• _To do_
List each line of the records below that contains the word "garage", copying every such line in full.

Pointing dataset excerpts
-- Begin --

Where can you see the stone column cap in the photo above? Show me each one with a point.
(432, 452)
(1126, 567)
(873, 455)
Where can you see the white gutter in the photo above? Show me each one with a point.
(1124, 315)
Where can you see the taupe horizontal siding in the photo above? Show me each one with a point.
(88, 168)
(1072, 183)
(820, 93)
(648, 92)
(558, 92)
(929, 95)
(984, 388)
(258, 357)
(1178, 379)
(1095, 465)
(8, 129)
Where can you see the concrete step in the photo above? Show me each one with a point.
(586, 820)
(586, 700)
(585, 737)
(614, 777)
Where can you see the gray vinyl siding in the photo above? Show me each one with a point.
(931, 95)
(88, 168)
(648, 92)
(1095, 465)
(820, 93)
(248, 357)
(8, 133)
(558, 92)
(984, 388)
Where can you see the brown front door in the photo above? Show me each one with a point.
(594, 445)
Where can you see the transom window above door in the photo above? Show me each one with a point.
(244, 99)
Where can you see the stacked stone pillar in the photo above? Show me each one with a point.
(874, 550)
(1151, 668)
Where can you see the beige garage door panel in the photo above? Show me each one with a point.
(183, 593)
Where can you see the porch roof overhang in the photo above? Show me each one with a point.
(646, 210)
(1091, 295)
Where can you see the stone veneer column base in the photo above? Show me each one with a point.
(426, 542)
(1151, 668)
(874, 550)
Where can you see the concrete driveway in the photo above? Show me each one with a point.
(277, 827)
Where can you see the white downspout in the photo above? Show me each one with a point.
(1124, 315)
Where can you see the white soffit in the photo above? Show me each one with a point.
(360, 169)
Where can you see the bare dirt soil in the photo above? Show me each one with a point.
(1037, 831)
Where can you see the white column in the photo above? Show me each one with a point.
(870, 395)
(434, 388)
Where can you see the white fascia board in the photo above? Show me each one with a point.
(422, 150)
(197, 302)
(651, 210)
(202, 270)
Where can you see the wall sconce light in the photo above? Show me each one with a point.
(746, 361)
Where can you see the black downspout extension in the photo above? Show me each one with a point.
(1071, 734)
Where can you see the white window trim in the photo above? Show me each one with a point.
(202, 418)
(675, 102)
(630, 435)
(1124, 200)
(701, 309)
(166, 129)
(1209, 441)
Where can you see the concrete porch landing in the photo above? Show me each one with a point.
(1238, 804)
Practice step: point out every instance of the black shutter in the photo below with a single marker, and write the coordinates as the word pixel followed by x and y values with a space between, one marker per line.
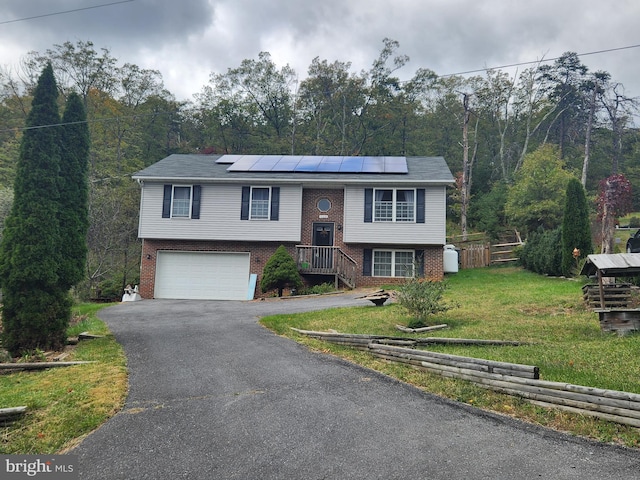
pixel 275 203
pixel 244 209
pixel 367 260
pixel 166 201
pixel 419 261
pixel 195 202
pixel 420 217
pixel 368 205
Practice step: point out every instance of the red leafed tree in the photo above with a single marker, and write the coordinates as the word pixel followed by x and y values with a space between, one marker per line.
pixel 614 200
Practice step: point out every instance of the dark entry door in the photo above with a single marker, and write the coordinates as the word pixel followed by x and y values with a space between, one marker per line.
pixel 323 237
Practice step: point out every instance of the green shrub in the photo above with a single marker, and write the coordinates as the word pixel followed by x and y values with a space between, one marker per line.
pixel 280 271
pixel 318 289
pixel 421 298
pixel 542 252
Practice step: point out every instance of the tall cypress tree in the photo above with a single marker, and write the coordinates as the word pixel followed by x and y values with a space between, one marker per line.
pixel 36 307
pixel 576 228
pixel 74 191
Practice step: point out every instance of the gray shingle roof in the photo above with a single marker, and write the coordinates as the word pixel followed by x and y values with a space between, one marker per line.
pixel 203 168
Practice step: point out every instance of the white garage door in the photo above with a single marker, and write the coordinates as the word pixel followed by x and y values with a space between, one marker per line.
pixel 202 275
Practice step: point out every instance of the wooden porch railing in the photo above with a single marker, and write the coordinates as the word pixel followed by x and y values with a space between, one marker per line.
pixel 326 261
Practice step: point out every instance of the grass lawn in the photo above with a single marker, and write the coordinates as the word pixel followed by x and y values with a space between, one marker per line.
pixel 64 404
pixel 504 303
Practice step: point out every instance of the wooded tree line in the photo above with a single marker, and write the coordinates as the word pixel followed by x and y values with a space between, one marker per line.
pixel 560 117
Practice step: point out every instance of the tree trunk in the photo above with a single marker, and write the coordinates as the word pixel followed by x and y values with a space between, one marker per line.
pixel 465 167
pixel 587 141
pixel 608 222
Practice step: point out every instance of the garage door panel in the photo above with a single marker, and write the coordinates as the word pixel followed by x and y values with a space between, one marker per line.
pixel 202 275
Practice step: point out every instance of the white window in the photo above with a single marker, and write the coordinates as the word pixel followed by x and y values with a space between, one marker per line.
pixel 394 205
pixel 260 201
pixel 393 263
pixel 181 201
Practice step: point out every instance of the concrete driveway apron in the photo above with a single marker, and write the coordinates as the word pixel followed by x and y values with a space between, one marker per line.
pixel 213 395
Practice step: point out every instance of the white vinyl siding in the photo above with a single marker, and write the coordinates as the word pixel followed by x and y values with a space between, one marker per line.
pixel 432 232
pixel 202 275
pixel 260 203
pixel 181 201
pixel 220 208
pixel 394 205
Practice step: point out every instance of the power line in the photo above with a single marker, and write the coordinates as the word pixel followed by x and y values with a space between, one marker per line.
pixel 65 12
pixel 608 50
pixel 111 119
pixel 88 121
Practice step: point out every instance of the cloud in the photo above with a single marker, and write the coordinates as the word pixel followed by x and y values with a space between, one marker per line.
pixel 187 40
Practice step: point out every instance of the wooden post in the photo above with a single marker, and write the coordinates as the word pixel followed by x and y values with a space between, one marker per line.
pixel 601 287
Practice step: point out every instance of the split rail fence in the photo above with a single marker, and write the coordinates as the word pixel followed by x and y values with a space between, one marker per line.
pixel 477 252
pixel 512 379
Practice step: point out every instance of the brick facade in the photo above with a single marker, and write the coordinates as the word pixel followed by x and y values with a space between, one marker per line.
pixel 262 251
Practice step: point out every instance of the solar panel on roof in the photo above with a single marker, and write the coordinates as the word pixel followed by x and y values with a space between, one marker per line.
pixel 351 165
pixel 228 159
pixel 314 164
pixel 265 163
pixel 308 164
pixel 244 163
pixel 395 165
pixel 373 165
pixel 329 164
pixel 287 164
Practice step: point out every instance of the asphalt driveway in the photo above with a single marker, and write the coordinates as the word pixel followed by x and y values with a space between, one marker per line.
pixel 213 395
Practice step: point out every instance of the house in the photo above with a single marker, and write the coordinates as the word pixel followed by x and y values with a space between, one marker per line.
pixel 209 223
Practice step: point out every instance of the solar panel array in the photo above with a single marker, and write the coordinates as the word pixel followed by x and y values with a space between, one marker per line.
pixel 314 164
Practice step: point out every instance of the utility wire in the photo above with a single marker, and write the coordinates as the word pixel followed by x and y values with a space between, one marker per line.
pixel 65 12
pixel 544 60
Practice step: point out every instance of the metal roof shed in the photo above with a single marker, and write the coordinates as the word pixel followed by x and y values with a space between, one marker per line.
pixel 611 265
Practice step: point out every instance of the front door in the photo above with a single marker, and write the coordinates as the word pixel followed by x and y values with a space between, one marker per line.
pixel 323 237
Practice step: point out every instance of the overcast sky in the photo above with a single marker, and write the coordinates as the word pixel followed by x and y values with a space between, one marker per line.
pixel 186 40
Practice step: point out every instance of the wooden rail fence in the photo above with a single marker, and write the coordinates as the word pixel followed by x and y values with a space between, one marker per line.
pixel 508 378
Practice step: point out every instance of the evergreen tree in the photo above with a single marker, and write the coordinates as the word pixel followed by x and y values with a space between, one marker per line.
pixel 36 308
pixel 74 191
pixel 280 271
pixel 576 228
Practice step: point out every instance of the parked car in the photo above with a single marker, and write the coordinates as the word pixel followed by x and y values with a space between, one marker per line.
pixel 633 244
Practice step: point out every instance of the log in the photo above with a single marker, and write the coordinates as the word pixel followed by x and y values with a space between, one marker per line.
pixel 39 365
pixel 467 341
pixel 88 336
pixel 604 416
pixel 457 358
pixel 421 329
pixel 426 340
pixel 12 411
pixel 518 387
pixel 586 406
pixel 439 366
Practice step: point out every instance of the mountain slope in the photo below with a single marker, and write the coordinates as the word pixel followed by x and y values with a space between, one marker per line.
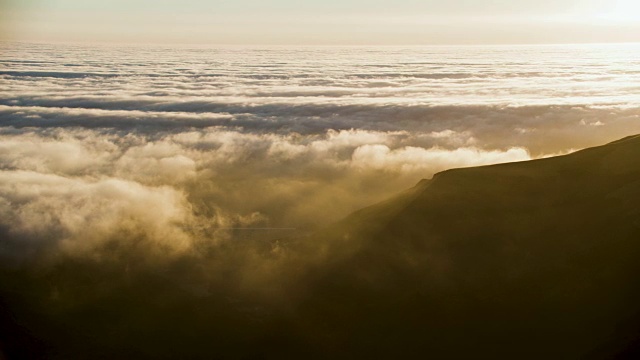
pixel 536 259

-- End --
-- Begin --

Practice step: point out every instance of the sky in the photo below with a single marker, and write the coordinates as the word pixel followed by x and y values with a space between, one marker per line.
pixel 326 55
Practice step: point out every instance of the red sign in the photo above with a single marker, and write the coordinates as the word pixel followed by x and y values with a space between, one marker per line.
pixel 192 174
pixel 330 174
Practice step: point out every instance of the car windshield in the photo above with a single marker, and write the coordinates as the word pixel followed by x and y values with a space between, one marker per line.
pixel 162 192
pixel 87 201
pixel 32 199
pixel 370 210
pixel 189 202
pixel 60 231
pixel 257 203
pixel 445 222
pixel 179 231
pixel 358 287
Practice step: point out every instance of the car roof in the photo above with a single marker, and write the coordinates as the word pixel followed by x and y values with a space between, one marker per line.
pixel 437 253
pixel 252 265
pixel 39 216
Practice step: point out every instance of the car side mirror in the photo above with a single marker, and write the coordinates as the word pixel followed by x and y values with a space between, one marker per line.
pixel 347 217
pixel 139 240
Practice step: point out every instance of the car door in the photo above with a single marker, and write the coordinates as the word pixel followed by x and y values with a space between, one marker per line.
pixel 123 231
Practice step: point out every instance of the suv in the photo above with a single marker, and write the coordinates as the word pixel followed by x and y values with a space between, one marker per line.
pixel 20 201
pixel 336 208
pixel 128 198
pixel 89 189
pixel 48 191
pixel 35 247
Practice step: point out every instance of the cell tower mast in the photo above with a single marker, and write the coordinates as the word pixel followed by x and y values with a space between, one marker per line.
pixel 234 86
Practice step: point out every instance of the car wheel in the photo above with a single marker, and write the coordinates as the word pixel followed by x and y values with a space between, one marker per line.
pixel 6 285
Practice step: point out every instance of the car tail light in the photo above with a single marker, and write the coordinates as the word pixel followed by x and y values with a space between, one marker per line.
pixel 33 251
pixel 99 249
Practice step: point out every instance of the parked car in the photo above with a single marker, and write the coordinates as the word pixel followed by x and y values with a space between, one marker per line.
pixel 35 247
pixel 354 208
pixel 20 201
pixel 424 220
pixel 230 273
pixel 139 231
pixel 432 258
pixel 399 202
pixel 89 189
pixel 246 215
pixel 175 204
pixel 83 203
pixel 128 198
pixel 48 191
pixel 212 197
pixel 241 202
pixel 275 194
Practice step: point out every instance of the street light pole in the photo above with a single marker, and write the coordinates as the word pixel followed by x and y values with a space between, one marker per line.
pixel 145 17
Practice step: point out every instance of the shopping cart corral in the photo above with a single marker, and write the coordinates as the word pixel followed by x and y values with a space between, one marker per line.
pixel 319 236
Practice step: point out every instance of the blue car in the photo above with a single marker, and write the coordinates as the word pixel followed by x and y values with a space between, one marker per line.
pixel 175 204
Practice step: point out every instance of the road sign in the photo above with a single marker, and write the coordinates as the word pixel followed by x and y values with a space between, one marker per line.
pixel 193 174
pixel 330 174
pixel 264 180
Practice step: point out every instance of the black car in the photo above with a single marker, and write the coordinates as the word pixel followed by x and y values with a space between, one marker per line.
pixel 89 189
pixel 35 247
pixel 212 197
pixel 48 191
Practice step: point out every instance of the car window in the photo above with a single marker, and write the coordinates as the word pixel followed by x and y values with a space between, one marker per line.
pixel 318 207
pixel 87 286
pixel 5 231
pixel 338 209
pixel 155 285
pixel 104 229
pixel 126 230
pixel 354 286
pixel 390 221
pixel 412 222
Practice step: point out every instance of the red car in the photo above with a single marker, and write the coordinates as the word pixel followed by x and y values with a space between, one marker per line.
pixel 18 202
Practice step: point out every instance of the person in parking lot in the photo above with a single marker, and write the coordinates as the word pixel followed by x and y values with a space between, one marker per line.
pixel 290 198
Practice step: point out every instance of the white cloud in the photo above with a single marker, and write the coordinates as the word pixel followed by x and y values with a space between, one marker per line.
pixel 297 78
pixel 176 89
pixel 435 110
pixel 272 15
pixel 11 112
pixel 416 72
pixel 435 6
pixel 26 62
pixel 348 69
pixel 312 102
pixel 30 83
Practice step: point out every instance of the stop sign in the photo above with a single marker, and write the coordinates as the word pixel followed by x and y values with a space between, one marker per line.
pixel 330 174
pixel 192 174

-- End --

• _Output for this exercise_
Where can you see the beige garage door panel in the photo above? Show me each one with a point.
Practice step: point out every instance of the white garage door in the photo above with a single marker, and write the coordinates as the word pixel followed by x and y values with a space between, one marker per line.
Practice step: point out every instance of the garage door panel in the photo above with a single marker, and write the coordinates as the word pixel followed by x and y values with a space between, one marker per line.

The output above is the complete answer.